*EXERCISE*. Could you filter the records below down to the lines that include the word "team"?

*EXCERPTED DATA*.
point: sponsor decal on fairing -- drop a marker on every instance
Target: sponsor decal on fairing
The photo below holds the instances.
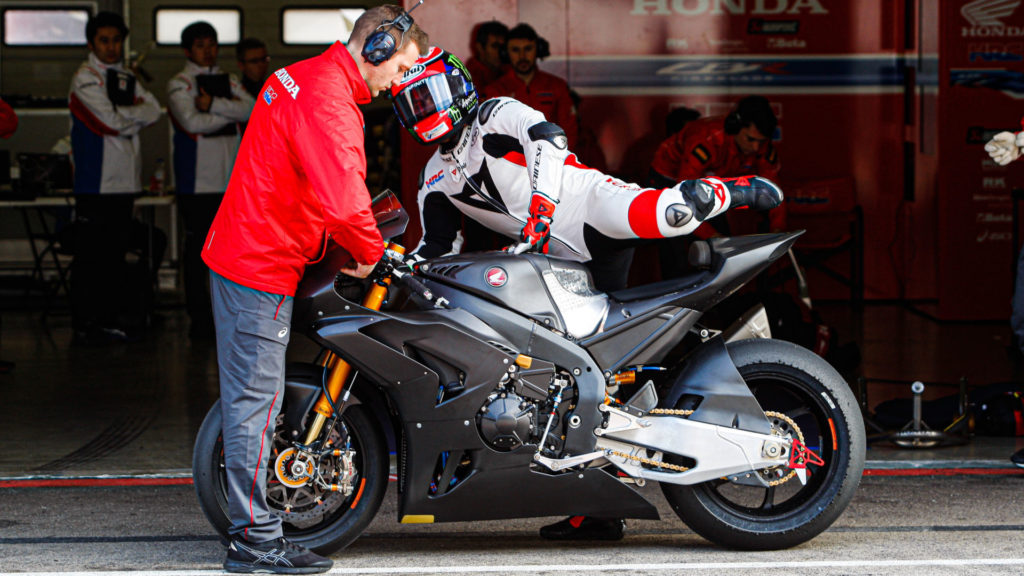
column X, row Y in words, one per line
column 496, row 276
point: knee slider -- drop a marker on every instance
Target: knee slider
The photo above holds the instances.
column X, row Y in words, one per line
column 549, row 131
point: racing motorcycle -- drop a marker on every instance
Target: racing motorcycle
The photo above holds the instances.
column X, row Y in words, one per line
column 510, row 387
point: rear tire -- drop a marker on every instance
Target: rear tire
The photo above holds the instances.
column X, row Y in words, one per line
column 341, row 525
column 790, row 379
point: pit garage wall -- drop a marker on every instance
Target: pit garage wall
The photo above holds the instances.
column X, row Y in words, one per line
column 834, row 70
column 981, row 85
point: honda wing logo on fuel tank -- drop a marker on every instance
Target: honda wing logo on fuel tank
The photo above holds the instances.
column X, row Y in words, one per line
column 988, row 12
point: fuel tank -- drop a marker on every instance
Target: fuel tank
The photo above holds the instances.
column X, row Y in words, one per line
column 558, row 294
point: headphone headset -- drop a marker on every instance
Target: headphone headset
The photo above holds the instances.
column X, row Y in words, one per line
column 733, row 123
column 380, row 45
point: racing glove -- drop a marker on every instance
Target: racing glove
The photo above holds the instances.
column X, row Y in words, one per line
column 754, row 192
column 1004, row 148
column 537, row 233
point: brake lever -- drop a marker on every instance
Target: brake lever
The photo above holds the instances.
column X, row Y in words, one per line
column 519, row 248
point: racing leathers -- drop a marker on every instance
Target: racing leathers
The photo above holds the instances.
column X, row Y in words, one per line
column 595, row 214
column 205, row 142
column 104, row 136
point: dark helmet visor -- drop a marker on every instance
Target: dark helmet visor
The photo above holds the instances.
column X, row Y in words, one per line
column 423, row 99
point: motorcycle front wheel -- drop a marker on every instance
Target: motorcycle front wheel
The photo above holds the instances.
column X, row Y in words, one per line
column 318, row 519
column 781, row 511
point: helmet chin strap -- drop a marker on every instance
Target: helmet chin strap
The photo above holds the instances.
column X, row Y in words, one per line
column 449, row 142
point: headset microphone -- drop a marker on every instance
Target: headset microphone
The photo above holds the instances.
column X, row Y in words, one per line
column 380, row 45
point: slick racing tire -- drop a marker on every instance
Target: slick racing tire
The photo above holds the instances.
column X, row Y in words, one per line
column 322, row 521
column 794, row 381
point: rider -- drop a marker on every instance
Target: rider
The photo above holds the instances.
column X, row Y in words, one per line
column 502, row 164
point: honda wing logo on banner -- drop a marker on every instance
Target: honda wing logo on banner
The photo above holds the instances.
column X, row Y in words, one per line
column 988, row 12
column 986, row 18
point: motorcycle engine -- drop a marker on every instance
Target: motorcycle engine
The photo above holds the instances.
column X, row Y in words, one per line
column 516, row 413
column 507, row 420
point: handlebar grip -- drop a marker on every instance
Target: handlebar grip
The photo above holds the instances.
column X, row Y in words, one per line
column 420, row 292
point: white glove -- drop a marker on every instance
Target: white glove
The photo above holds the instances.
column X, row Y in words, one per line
column 1004, row 149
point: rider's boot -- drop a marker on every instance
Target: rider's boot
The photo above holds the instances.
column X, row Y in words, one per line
column 708, row 196
column 585, row 528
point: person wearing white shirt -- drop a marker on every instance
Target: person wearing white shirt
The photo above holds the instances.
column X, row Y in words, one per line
column 206, row 107
column 109, row 109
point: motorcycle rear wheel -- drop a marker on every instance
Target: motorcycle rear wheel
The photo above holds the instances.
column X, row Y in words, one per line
column 343, row 522
column 790, row 379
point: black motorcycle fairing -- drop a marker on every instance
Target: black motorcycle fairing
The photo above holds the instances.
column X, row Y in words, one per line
column 515, row 281
column 734, row 261
column 726, row 400
column 529, row 338
column 640, row 339
column 372, row 342
column 303, row 384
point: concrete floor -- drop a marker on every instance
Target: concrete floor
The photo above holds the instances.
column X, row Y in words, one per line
column 134, row 408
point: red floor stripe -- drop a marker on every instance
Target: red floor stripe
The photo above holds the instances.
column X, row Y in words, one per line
column 943, row 471
column 93, row 482
column 104, row 482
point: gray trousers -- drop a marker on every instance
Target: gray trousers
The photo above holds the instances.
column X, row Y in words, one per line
column 253, row 329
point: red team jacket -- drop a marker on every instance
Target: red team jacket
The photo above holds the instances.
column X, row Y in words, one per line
column 702, row 149
column 299, row 179
column 546, row 92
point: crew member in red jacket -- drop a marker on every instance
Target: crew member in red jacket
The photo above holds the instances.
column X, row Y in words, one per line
column 536, row 88
column 737, row 145
column 298, row 182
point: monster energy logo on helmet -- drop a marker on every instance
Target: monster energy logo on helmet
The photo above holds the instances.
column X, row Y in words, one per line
column 454, row 60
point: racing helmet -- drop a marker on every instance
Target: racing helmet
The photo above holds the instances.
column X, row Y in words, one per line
column 435, row 97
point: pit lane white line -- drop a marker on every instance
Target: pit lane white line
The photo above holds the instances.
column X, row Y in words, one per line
column 537, row 568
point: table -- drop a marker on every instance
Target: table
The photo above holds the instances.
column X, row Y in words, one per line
column 43, row 239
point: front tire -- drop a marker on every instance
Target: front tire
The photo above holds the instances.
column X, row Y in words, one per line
column 325, row 528
column 792, row 380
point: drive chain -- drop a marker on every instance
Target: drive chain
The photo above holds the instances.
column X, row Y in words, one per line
column 677, row 467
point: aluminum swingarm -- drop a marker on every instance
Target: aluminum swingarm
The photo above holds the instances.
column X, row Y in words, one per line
column 719, row 451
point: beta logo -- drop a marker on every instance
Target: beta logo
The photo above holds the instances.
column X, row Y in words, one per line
column 269, row 95
column 678, row 215
column 497, row 277
column 436, row 177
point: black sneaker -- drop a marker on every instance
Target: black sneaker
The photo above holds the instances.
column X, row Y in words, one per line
column 1018, row 458
column 274, row 557
column 585, row 528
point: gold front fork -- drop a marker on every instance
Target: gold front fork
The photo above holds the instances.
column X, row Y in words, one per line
column 338, row 369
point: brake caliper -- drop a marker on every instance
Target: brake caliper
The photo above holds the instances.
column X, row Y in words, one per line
column 800, row 456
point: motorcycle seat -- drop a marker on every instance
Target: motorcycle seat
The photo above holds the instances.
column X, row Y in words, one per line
column 689, row 282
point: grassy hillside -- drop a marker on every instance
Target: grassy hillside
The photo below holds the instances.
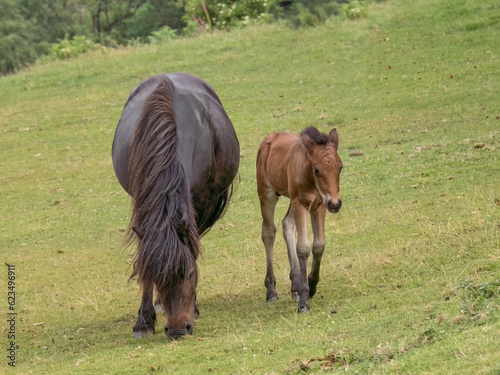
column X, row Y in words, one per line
column 410, row 278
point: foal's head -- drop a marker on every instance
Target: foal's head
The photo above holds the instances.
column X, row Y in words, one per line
column 325, row 165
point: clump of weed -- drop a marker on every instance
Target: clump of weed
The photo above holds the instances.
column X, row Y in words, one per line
column 479, row 300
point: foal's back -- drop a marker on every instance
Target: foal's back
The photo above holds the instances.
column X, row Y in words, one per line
column 273, row 158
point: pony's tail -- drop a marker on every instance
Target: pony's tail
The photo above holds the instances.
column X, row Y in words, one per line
column 163, row 217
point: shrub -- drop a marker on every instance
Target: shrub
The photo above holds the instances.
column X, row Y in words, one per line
column 67, row 48
column 225, row 14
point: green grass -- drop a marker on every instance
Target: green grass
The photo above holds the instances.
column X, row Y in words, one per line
column 413, row 258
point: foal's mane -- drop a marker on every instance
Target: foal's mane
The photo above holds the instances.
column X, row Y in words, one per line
column 320, row 139
column 163, row 218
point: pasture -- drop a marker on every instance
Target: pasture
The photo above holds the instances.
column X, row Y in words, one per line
column 410, row 275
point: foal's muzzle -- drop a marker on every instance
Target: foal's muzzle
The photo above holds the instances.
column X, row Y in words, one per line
column 334, row 207
column 176, row 334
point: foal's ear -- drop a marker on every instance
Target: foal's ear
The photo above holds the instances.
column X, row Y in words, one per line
column 334, row 137
column 308, row 142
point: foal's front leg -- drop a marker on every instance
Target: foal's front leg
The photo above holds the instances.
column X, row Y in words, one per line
column 318, row 226
column 303, row 250
column 145, row 324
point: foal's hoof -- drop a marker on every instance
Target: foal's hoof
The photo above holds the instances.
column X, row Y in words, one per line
column 303, row 309
column 142, row 334
column 159, row 308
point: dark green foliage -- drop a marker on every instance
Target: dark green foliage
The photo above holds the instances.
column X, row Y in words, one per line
column 301, row 13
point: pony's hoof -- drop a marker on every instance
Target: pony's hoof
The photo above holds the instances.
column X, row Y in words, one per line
column 142, row 334
column 303, row 309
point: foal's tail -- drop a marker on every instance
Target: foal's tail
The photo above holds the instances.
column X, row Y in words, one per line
column 163, row 217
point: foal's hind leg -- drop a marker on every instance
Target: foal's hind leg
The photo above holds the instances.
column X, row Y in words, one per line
column 145, row 324
column 289, row 231
column 268, row 199
column 303, row 250
column 318, row 225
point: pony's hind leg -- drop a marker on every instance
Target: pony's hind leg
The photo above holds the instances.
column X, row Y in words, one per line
column 268, row 199
column 145, row 324
column 318, row 226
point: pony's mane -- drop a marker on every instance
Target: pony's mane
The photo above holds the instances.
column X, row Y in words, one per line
column 321, row 139
column 163, row 218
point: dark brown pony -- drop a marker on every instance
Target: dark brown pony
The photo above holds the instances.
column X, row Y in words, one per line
column 306, row 169
column 176, row 153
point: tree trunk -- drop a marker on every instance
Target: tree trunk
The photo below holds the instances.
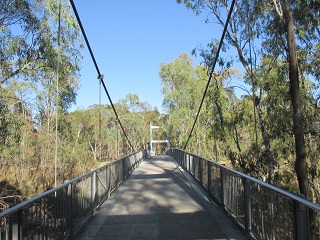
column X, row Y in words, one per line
column 298, row 129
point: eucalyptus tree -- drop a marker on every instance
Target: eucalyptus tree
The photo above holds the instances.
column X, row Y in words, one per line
column 182, row 94
column 283, row 29
column 30, row 61
column 240, row 35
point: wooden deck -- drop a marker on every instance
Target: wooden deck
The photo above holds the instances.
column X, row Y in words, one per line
column 160, row 201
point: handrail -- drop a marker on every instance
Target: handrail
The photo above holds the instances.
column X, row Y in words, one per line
column 276, row 189
column 59, row 213
column 261, row 209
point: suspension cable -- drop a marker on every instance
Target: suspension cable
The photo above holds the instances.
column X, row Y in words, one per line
column 212, row 69
column 100, row 76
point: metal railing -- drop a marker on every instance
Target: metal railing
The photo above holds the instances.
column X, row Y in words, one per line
column 61, row 212
column 262, row 210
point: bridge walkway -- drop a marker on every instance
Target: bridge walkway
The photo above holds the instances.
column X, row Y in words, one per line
column 160, row 201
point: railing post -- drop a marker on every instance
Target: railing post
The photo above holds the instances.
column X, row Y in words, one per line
column 15, row 226
column 69, row 212
column 301, row 222
column 247, row 205
column 223, row 193
column 209, row 178
column 94, row 190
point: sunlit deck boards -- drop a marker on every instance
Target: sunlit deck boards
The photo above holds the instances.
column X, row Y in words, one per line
column 159, row 201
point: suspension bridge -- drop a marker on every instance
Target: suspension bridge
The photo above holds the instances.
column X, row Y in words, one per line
column 179, row 195
column 175, row 196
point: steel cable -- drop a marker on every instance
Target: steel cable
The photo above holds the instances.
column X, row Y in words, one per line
column 212, row 69
column 100, row 76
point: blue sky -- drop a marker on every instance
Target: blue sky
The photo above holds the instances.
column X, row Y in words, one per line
column 130, row 39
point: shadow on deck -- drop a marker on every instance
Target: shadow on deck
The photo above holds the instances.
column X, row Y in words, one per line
column 160, row 201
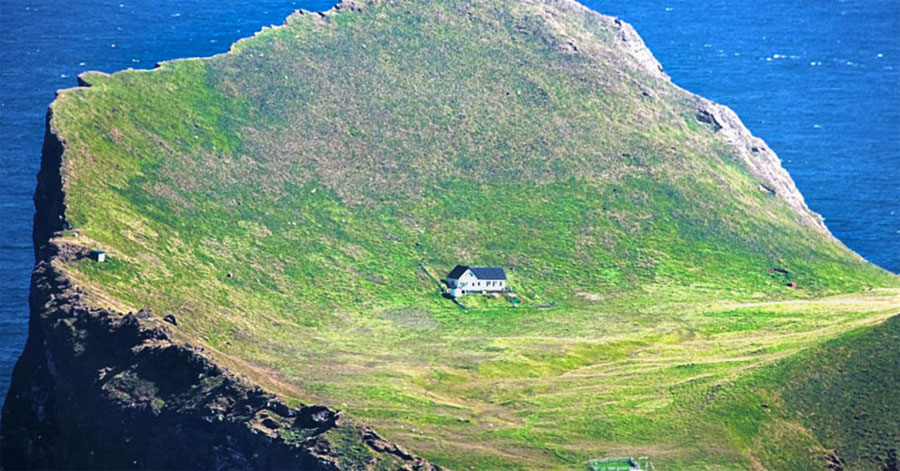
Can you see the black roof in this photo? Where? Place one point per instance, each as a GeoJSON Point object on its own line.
{"type": "Point", "coordinates": [482, 273]}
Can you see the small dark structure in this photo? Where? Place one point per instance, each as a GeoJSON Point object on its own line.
{"type": "Point", "coordinates": [98, 256]}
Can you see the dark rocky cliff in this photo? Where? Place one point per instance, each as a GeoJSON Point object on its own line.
{"type": "Point", "coordinates": [99, 389]}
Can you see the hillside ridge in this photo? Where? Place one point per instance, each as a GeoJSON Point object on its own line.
{"type": "Point", "coordinates": [293, 261]}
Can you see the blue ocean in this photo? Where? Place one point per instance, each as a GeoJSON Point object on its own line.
{"type": "Point", "coordinates": [819, 81]}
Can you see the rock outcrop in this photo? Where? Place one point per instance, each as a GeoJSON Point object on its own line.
{"type": "Point", "coordinates": [99, 389]}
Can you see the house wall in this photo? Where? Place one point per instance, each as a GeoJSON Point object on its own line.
{"type": "Point", "coordinates": [468, 282]}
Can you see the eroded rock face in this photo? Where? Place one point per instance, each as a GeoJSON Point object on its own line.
{"type": "Point", "coordinates": [99, 389]}
{"type": "Point", "coordinates": [96, 389]}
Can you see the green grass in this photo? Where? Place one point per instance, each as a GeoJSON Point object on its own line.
{"type": "Point", "coordinates": [282, 200]}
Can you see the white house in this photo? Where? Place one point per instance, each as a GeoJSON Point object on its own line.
{"type": "Point", "coordinates": [468, 280]}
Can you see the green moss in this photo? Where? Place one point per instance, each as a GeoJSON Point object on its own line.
{"type": "Point", "coordinates": [282, 200]}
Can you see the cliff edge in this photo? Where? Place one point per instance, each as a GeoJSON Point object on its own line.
{"type": "Point", "coordinates": [100, 389]}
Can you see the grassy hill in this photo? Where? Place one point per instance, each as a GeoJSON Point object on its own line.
{"type": "Point", "coordinates": [294, 202]}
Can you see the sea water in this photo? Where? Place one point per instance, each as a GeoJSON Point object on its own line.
{"type": "Point", "coordinates": [819, 81]}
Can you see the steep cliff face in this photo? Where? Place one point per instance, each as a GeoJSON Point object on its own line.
{"type": "Point", "coordinates": [99, 389]}
{"type": "Point", "coordinates": [284, 206]}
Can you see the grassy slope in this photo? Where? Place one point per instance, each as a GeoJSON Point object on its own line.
{"type": "Point", "coordinates": [323, 163]}
{"type": "Point", "coordinates": [838, 402]}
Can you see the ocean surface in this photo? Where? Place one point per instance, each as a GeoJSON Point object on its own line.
{"type": "Point", "coordinates": [819, 81]}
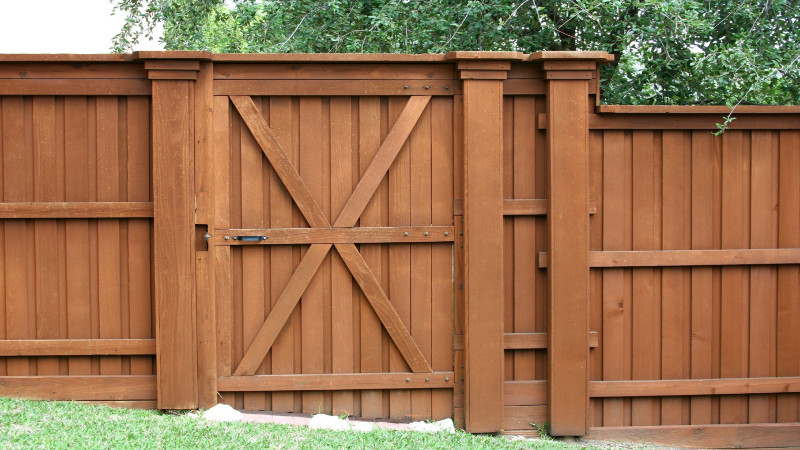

*RESPONSE*.
point: red team jacket -- drop a marker on every instance
Target: red team jacket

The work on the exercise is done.